====== TEXT PASSAGE ======

It appears our nation’s capacity being met does not merit nearly as widespread coverage as the promised disaster.
It was not all that long ago when ventilators were all the rage in the media. Incessantly, we were given reports on their need and the country’s lack of them. President Trump was looked at as being slothful or guilty of neglect due to our national short supply. New York State was requiring 40,000 of the devices to properly address the coronavirus cases it was facing. It was a ventilator crisis.
On Thursday at TownHall, I was covering the media malpractice regarding the pandemic and I rhetorically asked, ”What happened to ventilators?’’ The story seemed to drop off the headlines and the media radars in rapid fashion. Well, as it developed, that crisis regarding the number of ventilators was greatly exaggerated, and the call for so many of the devices to be manufactured in short order was somewhat overblown.
So much so that now the Associated Press has slipped a story out about ventilators that is not getting near the traction of previous reports.

====== RECORD SET ======

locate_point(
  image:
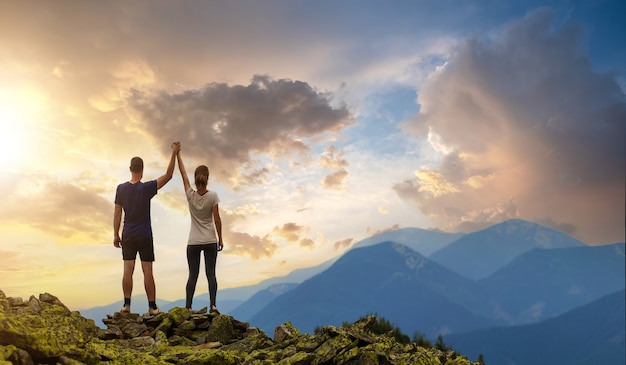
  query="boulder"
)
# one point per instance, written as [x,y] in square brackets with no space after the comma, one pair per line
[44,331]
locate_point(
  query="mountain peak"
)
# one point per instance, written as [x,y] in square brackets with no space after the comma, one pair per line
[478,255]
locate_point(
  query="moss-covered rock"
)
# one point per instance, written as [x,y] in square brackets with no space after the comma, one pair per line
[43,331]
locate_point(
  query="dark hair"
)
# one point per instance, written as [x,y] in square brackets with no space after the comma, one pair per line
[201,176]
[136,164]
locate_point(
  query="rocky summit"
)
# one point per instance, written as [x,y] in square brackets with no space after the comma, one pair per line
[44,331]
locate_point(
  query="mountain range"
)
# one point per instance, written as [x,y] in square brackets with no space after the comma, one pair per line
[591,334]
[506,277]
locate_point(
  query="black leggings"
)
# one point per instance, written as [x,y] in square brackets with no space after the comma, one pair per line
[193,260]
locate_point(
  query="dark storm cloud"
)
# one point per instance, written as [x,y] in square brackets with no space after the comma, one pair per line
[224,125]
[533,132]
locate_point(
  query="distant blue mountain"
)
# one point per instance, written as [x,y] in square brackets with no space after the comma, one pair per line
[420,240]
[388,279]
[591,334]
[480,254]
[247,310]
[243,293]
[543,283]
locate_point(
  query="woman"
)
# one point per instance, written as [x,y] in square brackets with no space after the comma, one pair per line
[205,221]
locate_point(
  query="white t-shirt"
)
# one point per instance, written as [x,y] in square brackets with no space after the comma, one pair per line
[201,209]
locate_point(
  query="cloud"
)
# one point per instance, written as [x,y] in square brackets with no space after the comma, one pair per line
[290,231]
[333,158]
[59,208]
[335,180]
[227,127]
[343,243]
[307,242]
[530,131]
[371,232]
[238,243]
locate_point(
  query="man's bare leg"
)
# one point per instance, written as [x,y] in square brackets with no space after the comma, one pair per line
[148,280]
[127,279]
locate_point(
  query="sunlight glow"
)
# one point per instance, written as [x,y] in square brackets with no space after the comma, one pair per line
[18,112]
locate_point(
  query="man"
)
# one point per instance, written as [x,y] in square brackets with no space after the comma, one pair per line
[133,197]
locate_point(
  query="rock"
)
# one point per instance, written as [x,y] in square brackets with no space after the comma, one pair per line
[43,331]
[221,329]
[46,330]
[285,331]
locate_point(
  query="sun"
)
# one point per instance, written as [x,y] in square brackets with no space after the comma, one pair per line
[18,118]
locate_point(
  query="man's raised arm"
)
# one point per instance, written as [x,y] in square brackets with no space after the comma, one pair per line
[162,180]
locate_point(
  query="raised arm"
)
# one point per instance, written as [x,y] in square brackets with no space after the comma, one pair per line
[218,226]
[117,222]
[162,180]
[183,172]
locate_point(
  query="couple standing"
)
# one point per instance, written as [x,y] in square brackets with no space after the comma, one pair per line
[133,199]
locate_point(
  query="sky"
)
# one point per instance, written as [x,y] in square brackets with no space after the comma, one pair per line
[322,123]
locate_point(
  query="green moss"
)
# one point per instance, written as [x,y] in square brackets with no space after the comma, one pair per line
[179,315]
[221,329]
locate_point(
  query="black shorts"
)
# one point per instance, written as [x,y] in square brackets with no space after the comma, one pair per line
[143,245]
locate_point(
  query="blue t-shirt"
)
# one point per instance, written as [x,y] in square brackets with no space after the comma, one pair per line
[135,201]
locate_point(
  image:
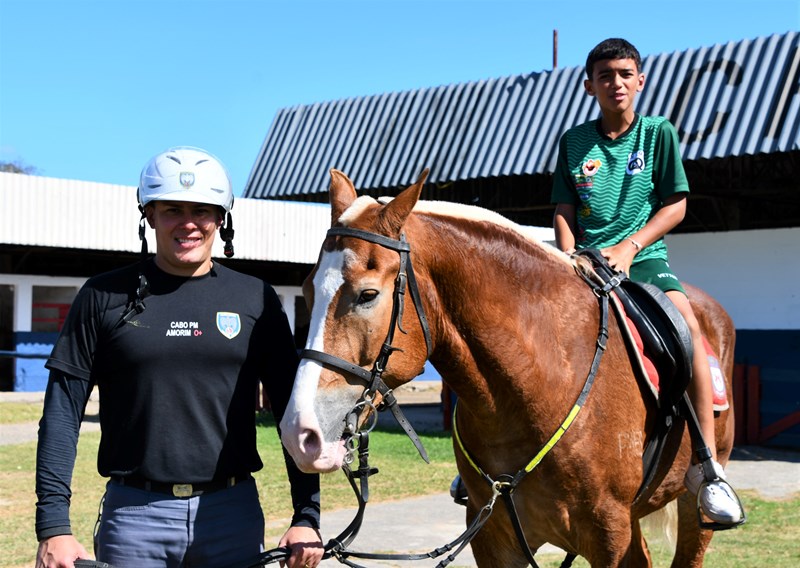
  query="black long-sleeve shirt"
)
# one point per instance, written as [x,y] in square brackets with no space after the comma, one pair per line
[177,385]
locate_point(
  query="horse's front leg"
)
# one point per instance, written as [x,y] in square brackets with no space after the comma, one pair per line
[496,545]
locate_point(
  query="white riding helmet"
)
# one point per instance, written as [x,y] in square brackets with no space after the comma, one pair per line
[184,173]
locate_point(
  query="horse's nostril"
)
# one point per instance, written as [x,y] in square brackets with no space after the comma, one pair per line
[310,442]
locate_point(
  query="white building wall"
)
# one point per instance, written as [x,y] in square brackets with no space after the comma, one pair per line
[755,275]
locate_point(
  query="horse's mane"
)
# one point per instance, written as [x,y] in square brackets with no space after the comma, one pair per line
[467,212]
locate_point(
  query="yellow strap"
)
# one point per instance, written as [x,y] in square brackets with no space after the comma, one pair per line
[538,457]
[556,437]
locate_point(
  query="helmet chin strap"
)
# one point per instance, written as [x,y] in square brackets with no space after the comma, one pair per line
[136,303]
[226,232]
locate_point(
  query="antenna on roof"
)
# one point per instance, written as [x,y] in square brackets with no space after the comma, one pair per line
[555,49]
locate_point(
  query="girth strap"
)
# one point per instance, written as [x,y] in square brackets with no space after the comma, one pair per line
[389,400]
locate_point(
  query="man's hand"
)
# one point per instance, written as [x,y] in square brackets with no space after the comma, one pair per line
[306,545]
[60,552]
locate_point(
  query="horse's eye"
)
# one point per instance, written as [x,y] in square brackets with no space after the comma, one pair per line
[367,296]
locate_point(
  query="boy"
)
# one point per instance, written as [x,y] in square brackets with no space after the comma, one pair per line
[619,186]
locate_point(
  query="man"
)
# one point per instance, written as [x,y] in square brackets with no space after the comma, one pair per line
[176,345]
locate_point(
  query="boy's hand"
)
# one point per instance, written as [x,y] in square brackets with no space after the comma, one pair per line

======

[ACTIVITY LIST]:
[a] In the ventilator passage, how many ventilators was New York State requiring to address its coronavirus cases?
[b] Please pick up the ventilator passage after its last sentence and continue it.

[ANSWERS BY ITEM NUMBER]:
[a] 40,000

[b]
But over the past month, demand for ventilators has decreased even as the U.S. death toll from the novel coronavirus has surged past 80,000. After observing unusually high death rates for coronavirus victims who were put on ventilators, many doctors are using them only as a last resort. That’s raising the unexpected prospect that the United States could soon be awash in surplus ventilators
Numerous states are reporting how they are sitting on a glut of the machines that just weeks ago the press was shrieking about being in fatally short supply. Recall the small feud in the media between President Trump and New York Governor Andrew Cuomo, over Trump’s supposed shortchanging of New York’s needed supply? We were told that the state required at least 40,000 of the machines, and Trump was dragging his feet to give them the needed medical devices.
Now, with far less headline blaring fanfare we see a different story. New York has been sharing its supply of the ventilators, due to sitting on a surplus. Michigan received 100 ventilators from New York, as did New Jersey, with 50 going to Maryland, and Massachusetts was offered 400 of the devices from Cuomo’s New York. Additionally, California had 500 excess machines it was able to send back into the national stockpile, while Wisconsin finds it is in possession of four times the amount of needed machines.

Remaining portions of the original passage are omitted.